> _GOAL 1_
In the spear phishing article, how much does Cyble say a successful spear-phishing attack costs on average?
> _GOAL 2_
Carry on the spear phishing article from its final sentence.

What helps protect your business from spear phishing? Top techniques

protect against spear phishing

What helps protect your business from spear phishing? Top techniques

  Cyvatar | 04/25/2022

Email is the gateway if you want to get inside a company. Since it offers the door to an organization, spear phishing is one of the most powerful arsenals in the hands of cyberterrorists who want to wreak financial and reputational havoc. 

The only thing that stands between a spear-phishing attack and a potential breach is how the email recipient responds to it.

If the email recipient doesn’t spot the spear-phishing email and ends up engaging with it, then it opens a Pandora’s box that requires immediate remediation steps.

Cybercriminals are adept at manipulating people. In this article, we are going to look at spear-phishing and what helps protect businesses from spear phishing. 

Cyble says that a successful spear-phishing attack can cost $1.6 million on average. If you are confident that you can protect your organization against spear-phishing attacks, then you need to think again. 

What is spear phishing in Cybersecurity?

It is a phishing method that targets specific individuals or groups within an organization. While the main objective is to steal data for malicious purposes, cybercriminals are also known to install malware on the victim’s computer. 

Here’s a rundown of how it works: You get an email from a source you trust. Unfortunately, clicking on it leads you to a vortex of malware. They use clever strategies to get the victims’ attention.

How does spear phishing work?

The main reason behind spear phishing’s high success rate is authenticity. It is as unfortunate as it sounds.

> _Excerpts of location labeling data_

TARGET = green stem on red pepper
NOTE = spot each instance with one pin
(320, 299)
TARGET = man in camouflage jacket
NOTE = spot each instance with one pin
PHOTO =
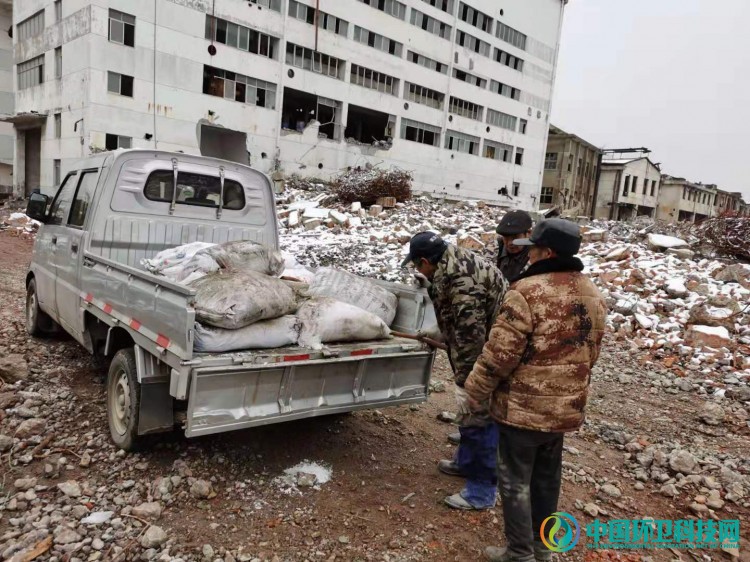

> _WRITTEN ANSWER 1_
$1.6 million

> _WRITTEN ANSWER 2_
Cybercriminals collect legitimate information about the victims through several sources: social networking sites, forums, and by collecting details. Using all the information, they create a personalized message that will draw in the victims. 

The criminals send a highly enticing email and ask the victim to directly respond to their email. The message could include a malicious link or have an attachment that installs malware on the device.

When they click on the link or the attachment, the victim is tricked into sharing private and confidential information such as user credentials or financial information. 

Top spear-phishing techniques

Being aware of the different types of spear-phishing attacks is important because it makes recipients more wary.

Below are the three common spear-phishing techniques employed by cyber attackers:

  1. Business Email Compromise (BEC): BEC attacks involve hackers accessing or spoofing emails of a senior executive to ask for documents, login information, or money.

    Senior staff members, attorneys, trusted vendors, and partners are usually targeted in this. A successful BEC attack can result in the compromise of business systems, unlawful entry into the victim’s credentials, and massive financial losses.
  2. Whaling: Only C-suite executives and similar high-profile targets are attacked here. Just like BEC attacks, whaling attacks are also customized for the recipient.

    It uses the same social engineering and spoofing methods to steal sensitive information.
  3. Clone Phishing: In this type of attack, hackers create replicas of legitimate messages to trick the victim into believing that the message is real. Even though the message will look valid, the attachment or link will be malicious.

    Clone phishing attacks involve cloned websites that have a spoofed domain that mimics a legitimate one.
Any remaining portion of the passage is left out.